──────── Data excerpts ────────
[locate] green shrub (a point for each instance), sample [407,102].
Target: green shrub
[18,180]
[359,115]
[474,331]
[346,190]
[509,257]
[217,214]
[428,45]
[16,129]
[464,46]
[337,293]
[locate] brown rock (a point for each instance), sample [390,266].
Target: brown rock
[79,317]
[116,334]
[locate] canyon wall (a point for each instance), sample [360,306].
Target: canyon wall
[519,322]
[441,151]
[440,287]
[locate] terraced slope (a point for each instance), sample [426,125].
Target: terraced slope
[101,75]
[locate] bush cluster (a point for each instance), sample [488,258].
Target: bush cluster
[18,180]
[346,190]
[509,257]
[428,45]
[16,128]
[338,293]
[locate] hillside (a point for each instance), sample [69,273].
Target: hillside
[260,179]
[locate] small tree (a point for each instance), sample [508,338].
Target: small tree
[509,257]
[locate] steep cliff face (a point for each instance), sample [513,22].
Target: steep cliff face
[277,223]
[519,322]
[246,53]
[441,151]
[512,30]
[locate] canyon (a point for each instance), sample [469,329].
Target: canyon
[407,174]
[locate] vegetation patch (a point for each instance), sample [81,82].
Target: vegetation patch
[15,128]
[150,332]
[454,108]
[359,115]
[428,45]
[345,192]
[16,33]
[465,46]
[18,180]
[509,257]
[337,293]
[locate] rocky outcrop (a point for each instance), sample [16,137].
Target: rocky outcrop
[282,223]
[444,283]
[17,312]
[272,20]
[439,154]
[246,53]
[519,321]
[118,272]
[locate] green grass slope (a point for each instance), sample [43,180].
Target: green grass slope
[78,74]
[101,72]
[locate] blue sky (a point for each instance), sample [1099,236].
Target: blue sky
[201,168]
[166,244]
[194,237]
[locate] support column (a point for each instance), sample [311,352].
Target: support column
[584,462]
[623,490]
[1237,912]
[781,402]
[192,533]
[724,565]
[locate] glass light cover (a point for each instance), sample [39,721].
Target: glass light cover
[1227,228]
────────
About this exercise:
From the line with "[locate] support column" through the last line of the records, set down every line exactly as written and leave out all others.

Your solution:
[locate] support column (a point for each instance), sample [311,352].
Target: support column
[584,462]
[623,490]
[1237,912]
[781,402]
[192,533]
[724,565]
[locate] glass light cover (a point for each instance), sample [39,721].
Target: glass light cover
[1227,228]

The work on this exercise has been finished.